**Exercise brief**
Scan the lines below for the string "parapet" and copy every one that has it.

**Data under study**
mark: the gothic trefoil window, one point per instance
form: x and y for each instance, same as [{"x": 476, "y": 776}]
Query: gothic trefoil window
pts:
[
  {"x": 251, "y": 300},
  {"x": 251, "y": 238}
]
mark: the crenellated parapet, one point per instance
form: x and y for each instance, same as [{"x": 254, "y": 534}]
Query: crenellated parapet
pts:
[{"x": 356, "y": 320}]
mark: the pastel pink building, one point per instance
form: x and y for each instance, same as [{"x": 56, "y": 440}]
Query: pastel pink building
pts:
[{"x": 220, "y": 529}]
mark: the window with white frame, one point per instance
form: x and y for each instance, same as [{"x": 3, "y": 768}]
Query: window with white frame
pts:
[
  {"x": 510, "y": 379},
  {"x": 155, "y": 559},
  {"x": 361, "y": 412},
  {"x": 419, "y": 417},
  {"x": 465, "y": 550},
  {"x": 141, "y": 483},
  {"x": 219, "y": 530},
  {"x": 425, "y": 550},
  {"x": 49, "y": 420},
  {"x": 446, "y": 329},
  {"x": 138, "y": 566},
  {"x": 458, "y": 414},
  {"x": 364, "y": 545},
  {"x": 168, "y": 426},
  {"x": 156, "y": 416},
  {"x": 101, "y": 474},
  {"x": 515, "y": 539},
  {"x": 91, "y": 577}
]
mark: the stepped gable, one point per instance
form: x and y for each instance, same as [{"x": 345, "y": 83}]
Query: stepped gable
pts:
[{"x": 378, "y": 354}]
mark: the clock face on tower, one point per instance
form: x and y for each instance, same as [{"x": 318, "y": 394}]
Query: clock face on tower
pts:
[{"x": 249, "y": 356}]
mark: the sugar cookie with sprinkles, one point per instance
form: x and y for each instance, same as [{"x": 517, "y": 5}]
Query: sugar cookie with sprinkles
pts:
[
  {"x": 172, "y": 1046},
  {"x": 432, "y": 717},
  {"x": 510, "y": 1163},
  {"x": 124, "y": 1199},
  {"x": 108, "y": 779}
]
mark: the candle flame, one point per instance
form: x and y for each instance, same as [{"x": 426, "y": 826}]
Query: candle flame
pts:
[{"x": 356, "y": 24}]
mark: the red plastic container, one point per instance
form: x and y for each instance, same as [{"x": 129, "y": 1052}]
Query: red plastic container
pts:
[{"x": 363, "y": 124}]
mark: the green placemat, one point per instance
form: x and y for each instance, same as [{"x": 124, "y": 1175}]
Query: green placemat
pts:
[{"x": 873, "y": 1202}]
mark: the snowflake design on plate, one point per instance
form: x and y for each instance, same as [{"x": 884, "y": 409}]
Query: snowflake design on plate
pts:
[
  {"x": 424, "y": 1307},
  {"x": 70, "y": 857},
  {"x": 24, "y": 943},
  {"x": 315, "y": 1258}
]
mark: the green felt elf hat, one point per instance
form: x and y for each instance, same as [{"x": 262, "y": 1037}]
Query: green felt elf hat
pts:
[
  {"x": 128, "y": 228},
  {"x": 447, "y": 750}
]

**Final answer**
mark: the crenellated parapet, one point per instance
Query: crenellated parapet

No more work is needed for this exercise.